→ **YOUR INSTRUCTIONS**
Can you repeat the Gambrinus lager thread between "Heard of it" and "lager from Plzen.", inclusive, switching "seasonal strain" to "limited release"?

# Anyone Heard Of Gambrinus (czech Lager)



## wimbymoonshine (31/8/08)

Hey All,

I just spent 3 weeks working in Prague and tasted this czech lager called Gambrinus and it was bloody brilliant!!!

Was wondering if anyone's been fortunate enought to try it and if so anyone with a clone recipe?

Cheers!


----------



## goatherder (31/8/08)

Heard of it but never had the opportunity to try it. I'd love the chance to get it fresh like you have done.

If you are looking to clone it, Wyeast 2002 Gambrinus lager yeast is reportedly from the brewery. From what I can work out it is a discontinued product so it will be hard to get. Maybe it will pop up as a seasonal strain in the future. In the meantime, Wyeast 2001 (Urquell) or Wyeast 2000 (Budvar) would make admirable substitutes.


----------



## bradmcm (31/8/08)

Yep, a lovely beer, I've drunk it a few times, but not in the last 10 years or so.
It's a lighter lager from Plzen.

12 Plato, 33 IBU of Saaz. 3 EBC. 90% Czech Pilsner malt, 10% sucrose.

→ **EXTRACTED INFORMATION**
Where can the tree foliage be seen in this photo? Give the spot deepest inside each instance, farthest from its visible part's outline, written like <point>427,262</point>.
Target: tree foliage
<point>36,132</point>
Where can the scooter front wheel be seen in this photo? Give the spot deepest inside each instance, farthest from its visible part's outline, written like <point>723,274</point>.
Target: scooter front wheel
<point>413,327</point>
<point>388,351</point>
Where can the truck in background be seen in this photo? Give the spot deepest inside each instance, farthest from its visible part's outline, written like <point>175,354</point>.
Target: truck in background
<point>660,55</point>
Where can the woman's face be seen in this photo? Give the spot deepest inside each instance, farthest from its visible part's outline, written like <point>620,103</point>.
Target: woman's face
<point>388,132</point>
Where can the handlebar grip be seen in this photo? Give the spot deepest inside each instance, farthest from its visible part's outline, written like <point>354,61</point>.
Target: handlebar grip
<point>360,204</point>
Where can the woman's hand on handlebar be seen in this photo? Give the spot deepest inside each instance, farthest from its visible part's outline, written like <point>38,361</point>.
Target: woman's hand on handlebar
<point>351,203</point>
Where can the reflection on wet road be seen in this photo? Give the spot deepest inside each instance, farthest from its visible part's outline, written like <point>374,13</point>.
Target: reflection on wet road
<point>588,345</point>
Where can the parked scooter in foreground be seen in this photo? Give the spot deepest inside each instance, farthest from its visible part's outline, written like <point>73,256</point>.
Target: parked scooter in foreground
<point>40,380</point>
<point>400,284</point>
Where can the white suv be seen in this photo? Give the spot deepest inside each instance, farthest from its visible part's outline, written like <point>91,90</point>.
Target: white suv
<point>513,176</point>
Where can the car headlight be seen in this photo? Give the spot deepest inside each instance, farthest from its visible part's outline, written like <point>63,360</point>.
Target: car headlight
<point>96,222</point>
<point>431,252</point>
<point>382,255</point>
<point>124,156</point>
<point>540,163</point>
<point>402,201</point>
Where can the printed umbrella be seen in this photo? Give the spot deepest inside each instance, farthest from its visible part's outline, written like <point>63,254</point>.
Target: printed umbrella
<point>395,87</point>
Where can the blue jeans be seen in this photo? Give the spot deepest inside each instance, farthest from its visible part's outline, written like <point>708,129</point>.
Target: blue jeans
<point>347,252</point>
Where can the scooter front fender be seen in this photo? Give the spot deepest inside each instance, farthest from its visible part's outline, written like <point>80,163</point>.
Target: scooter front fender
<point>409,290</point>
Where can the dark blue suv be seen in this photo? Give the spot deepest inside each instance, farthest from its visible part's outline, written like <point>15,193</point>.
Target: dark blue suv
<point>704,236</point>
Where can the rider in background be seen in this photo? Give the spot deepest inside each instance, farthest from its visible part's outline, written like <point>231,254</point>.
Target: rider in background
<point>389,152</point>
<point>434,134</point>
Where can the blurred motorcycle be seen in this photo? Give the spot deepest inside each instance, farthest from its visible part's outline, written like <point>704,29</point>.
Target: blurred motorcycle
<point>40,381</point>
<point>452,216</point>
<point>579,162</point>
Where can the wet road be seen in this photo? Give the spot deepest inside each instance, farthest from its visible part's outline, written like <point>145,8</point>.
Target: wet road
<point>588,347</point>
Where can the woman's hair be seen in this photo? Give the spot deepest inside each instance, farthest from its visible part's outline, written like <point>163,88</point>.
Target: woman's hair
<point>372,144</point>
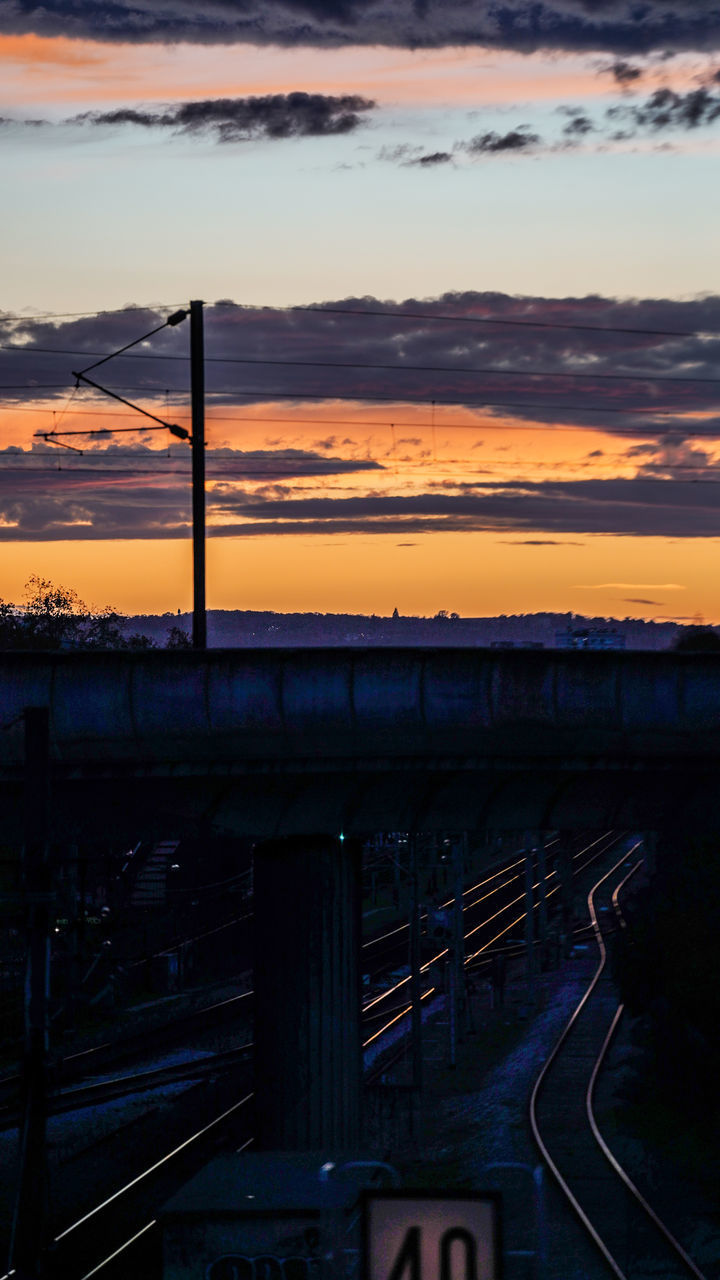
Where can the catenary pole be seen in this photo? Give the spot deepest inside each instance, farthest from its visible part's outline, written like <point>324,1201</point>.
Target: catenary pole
<point>197,403</point>
<point>30,1224</point>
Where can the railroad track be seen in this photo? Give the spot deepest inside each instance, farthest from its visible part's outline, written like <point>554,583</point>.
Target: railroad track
<point>627,1232</point>
<point>117,1235</point>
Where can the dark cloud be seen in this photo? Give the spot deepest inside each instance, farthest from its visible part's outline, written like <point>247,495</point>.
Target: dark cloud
<point>620,27</point>
<point>652,385</point>
<point>493,144</point>
<point>629,507</point>
<point>665,109</point>
<point>624,73</point>
<point>236,119</point>
<point>149,507</point>
<point>432,159</point>
<point>109,494</point>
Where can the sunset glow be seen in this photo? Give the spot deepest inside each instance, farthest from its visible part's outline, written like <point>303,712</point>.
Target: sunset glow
<point>402,455</point>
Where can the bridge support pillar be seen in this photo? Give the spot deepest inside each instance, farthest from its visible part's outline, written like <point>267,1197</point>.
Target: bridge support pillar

→ **OUTPUT FOR THIS EXERCISE**
Heard of it but never had the opportunity to try it. I'd love the chance to get it fresh like you have done.

If you are looking to clone it, Wyeast 2002 Gambrinus lager yeast is reportedly from the brewery. From what I can work out it is a discontinued product so it will be hard to get. Maybe it will pop up as a limited release in the future. In the meantime, Wyeast 2001 (Urquell) or Wyeast 2000 (Budvar) would make admirable substitutes.


----------



## bradmcm (31/8/08)

Yep, a lovely beer, I've drunk it a few times, but not in the last 10 years or so.
It's a lighter lager from Plzen.